§ DOCUMENT SEGMENT
▬▬▬▬▬▬
This article will show how to make drive centers using a Split Sleeve Drill Driver in a variety of shapes and sizes either by hand turning the stock or using various metal cutters mounted in a drill chuck. Split Sleeve Drill Drivers are limited in size according to the Morse Taper size, as obviously, the drill inserted must be smaller than the Morse Taper less the thickness of the driver walls. For MT2 drivers, the maximum size is 35/64” —I decided ½” was a more sensible size to use as rod stock of that size is more common.
First a one piece 1/2” center will be made using a modified V-bit and then modifications for serrated teeth and size will be shown. For those who don’t like turning metal by hand or want interchangeable center points, then methods using drill chuck mounted cutters will be shown. Then the article will show how to make drive mandrels for various uses.
One piece Center
The basic 1/2” safety drive center is made from 1/2” stock. Oil hardening drill rod is probably the best choice, especially if you want to harden it, but you can start with any steel that is the right size. Begin by cutting the steel about 1-1/2” long. As the whole idea is interchangeable centers, you might as well do a handful while you’re at it. I used a cut-off saw, as in Fig02, because if does a square cut which saves time later. Clean up and square, if needed, both ends of each insert on a bench grinder.
▬▬▬▬▬▬
§ ITEMS
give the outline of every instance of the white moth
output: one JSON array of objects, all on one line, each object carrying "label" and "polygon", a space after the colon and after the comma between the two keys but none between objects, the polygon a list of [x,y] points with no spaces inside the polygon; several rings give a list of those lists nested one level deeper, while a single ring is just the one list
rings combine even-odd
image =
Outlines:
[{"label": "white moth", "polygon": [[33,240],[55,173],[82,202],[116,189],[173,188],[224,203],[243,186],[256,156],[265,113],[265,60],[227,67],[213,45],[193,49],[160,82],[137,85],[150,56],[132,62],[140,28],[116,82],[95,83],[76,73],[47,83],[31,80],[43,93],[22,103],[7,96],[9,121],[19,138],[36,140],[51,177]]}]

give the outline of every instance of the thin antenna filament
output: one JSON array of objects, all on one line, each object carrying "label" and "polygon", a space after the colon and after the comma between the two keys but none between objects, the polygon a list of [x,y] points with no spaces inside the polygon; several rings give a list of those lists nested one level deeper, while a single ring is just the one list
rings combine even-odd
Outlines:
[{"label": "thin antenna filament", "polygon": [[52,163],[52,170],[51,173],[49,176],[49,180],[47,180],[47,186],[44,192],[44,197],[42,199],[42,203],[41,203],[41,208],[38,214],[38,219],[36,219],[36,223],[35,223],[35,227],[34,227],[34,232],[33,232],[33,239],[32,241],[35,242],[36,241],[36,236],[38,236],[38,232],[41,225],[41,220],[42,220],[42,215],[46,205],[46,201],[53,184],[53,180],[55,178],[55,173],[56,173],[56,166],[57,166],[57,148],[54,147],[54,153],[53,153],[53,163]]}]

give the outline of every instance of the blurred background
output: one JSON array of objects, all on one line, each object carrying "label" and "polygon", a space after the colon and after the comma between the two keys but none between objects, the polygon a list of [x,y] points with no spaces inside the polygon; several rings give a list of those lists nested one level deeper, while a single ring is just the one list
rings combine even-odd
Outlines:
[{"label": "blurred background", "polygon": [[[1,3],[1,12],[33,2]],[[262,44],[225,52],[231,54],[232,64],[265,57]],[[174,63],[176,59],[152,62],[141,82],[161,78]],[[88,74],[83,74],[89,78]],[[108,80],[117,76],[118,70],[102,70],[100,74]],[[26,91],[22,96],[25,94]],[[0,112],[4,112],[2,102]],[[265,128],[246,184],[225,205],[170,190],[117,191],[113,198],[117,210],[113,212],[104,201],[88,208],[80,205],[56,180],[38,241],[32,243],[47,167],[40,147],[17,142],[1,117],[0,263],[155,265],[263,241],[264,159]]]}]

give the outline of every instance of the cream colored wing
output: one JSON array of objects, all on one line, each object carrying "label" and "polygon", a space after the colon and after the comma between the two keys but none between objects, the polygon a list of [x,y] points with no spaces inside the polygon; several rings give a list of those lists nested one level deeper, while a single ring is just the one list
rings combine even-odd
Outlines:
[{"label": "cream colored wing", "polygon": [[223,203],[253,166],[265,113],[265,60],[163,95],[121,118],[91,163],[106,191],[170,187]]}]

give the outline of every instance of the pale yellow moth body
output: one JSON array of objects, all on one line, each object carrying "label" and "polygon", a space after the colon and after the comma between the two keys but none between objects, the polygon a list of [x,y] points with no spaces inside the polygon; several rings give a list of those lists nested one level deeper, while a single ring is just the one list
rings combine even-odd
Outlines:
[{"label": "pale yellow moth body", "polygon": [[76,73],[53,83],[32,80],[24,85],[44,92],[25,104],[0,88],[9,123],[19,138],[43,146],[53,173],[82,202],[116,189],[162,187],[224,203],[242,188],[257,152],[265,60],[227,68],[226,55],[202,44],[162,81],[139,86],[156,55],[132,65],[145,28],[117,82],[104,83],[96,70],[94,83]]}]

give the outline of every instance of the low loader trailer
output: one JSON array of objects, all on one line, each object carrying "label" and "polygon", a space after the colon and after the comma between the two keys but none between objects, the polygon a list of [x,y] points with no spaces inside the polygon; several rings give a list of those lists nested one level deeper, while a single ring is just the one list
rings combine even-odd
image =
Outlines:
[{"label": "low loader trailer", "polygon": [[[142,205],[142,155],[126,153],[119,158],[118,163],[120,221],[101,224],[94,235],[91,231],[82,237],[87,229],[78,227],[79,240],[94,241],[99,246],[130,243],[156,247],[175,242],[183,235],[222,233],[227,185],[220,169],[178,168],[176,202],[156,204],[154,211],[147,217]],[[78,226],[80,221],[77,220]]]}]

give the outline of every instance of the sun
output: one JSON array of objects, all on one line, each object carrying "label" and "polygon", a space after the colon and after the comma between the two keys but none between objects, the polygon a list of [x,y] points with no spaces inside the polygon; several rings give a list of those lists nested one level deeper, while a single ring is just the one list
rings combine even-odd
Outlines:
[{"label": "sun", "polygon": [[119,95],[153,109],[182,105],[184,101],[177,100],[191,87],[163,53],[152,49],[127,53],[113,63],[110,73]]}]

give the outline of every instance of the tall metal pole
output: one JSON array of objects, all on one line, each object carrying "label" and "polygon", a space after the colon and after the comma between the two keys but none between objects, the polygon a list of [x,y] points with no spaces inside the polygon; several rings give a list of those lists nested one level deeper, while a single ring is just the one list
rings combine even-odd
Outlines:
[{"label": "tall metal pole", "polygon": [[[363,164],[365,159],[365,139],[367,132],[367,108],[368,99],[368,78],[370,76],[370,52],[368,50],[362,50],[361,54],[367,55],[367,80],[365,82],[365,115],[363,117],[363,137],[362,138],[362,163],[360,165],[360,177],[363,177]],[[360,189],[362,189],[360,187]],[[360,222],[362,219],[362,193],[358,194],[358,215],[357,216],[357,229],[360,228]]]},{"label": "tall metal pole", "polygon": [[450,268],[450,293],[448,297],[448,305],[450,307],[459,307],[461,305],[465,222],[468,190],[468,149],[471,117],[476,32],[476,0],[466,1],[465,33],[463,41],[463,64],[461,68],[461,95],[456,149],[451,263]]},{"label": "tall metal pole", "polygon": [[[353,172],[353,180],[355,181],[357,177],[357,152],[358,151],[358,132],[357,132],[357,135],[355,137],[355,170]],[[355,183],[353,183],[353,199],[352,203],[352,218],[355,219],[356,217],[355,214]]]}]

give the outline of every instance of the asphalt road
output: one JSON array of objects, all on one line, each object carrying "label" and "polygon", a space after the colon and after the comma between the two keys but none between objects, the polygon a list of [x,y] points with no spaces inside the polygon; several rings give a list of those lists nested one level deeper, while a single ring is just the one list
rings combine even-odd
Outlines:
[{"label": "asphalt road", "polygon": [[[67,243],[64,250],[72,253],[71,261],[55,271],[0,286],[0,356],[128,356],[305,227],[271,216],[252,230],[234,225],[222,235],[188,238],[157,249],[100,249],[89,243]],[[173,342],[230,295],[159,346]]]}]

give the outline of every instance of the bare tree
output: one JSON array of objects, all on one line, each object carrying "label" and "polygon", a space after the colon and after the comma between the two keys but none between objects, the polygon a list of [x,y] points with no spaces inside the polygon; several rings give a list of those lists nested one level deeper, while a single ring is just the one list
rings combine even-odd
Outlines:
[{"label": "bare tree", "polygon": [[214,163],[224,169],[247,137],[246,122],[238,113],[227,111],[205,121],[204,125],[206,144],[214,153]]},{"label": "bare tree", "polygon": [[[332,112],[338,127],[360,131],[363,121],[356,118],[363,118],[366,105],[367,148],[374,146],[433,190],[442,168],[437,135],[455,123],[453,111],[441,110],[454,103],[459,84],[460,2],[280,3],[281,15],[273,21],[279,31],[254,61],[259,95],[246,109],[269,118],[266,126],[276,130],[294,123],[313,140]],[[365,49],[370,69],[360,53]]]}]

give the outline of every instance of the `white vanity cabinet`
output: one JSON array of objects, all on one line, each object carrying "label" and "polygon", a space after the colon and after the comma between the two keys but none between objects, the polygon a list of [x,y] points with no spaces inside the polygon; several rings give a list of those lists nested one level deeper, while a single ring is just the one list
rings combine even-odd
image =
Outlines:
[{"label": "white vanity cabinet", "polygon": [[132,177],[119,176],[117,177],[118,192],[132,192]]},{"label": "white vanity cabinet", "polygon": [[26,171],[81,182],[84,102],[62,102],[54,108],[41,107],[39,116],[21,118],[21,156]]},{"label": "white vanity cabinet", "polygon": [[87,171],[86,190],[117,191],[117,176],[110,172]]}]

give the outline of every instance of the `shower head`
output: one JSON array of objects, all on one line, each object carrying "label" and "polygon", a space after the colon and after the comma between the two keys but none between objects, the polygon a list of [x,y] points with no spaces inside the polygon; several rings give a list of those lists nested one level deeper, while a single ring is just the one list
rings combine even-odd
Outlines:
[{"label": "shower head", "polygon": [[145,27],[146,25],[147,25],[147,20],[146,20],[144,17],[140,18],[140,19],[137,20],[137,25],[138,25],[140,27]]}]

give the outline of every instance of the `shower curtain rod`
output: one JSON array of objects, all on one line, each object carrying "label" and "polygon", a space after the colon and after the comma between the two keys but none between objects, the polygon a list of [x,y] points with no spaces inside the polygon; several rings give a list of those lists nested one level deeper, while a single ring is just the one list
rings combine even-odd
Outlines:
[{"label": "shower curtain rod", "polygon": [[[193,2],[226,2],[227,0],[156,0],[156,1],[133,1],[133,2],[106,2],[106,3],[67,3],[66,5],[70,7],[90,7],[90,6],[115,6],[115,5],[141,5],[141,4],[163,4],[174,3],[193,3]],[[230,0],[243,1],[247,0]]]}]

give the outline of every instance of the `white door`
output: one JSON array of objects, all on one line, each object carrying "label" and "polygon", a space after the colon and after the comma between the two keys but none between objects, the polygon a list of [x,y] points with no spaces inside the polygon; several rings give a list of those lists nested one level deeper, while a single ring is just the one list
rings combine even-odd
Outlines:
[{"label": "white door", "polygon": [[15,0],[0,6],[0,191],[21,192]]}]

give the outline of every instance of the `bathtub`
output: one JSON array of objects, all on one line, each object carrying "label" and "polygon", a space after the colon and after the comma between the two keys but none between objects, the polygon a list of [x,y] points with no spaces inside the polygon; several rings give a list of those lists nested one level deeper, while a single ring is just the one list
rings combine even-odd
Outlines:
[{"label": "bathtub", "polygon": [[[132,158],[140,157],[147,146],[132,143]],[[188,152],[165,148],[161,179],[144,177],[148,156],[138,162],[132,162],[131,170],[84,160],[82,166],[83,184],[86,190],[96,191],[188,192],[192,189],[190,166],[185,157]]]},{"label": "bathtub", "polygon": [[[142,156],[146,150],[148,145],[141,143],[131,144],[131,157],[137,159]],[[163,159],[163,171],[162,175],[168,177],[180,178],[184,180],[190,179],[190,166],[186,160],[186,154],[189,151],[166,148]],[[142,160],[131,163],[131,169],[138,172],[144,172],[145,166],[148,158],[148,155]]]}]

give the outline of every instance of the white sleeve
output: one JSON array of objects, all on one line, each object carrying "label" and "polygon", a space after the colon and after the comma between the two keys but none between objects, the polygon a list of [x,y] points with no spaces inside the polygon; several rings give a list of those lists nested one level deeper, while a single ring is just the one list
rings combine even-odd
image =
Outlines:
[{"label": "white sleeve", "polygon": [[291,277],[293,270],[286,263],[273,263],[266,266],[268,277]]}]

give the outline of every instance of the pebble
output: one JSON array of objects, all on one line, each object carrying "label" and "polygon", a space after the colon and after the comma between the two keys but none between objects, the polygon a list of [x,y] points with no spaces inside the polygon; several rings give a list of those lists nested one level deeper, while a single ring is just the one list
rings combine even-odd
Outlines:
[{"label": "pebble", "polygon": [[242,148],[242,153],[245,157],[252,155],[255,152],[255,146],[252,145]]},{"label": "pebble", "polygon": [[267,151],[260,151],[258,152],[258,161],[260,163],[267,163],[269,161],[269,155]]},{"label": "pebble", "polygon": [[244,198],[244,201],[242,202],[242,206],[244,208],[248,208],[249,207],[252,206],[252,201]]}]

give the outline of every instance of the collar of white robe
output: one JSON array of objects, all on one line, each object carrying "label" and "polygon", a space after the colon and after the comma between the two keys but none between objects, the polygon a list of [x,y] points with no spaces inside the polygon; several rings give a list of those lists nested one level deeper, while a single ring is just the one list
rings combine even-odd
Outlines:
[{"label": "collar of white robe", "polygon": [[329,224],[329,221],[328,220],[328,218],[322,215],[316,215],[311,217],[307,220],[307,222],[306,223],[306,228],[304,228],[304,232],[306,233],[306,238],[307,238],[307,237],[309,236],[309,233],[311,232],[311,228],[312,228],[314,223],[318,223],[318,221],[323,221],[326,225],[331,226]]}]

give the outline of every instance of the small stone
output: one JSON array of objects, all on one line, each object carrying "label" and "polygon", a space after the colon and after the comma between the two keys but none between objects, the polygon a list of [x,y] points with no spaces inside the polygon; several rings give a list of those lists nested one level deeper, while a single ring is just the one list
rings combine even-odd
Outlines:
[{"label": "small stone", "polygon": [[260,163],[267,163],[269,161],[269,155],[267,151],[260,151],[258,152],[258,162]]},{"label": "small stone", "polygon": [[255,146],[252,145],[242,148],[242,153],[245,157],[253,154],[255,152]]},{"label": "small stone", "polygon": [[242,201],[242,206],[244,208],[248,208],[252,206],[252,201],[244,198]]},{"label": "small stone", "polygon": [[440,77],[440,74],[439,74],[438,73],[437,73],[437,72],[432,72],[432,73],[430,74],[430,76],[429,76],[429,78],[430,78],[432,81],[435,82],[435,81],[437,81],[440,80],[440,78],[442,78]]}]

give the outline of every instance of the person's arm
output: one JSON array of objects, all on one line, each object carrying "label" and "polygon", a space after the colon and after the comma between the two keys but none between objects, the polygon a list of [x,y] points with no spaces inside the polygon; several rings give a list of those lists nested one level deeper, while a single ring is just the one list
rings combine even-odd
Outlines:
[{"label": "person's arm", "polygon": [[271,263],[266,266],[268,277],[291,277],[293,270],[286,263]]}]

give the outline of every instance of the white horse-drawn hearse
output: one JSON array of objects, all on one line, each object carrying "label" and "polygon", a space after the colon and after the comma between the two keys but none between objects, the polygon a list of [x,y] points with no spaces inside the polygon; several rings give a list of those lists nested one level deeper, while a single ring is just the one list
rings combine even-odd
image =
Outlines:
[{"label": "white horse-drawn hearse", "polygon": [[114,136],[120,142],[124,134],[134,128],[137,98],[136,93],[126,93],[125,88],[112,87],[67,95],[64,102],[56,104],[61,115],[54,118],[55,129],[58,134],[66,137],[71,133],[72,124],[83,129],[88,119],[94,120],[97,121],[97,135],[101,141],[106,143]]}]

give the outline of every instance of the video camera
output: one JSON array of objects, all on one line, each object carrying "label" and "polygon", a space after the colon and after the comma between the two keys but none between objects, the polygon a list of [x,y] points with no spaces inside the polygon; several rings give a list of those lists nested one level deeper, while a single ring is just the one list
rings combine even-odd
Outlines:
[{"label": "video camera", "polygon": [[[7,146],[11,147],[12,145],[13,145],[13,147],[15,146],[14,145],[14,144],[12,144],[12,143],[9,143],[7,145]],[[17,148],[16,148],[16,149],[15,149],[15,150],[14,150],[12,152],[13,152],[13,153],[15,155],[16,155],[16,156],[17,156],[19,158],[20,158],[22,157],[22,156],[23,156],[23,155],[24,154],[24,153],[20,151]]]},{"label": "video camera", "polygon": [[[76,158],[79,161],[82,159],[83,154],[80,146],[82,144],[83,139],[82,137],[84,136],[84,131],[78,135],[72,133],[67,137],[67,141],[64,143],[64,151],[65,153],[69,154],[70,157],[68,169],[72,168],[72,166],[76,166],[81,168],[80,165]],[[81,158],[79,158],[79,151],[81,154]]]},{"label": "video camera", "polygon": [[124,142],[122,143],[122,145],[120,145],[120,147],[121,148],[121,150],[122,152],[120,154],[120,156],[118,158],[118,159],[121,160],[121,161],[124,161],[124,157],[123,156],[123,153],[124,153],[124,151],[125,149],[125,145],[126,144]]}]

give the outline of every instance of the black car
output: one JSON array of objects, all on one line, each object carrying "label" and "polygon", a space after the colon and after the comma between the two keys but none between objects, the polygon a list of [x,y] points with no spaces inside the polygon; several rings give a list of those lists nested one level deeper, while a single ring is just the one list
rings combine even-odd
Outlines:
▬▬▬▬▬▬
§ LIST OF TASKS
• A. In the drive-center article, what is the maximum size for MT2 drivers?
• B. Name every tool or machine that the drive-center article mentions using.
• C. Write the next part of the article on making drive centers, picking up after its final sentence.

§ IN RESPONSE
• A. The maximum size for MT2 drivers is 35/64”.

• B.
- Split Sleeve Drill Driver
- V-bit (modified)
- Metal cutters
- Drill chuck
- Cut-off saw
- Bench grinder

• C.
Hand turning steel on a wood lathe can be a daunting experience, even with cobalt steel bits and a long handle because of the greater forces involved. There are a couple of things that will significantly lessen the stress. The first is moving the tool rest very close to the turning—put the cobalt bit on the rest, not the bit holder. The other is limiting the contact area of the cutting tool, as the force is proportional to the width of the tool actually engaged. You can’t just use a thinner tool, however, as it must be strong and rigid. The best solution I’ve found for that is to grind a small flat area at the tip of a V shaped bit and cutting mostly with the tip. Begin with ¼” cobalt steel bit and grind one end to a V shape using a standard scraper sharpening angle. Then, using the same angle, grind a small flat, about 1/16” across, at the tip of the V as in Fig03. The cobalt bit is then held in some kind of shaft (a 3/8” hole in a ¾” shaft with a set screw will do—I used a Stewart System hollowing tool). The tool rest height should be set so that the cutting tip is at the center of the work when the handle is held straight across (parallel to the floor). Don’t be timid with the tool, as if no shaving is produced you’re only dulling the tool and making heat. With only the small tip engaged and the lathe running at a slow speed, you should be able to produce a shaving without sweating or causing your lathe to shake and protest.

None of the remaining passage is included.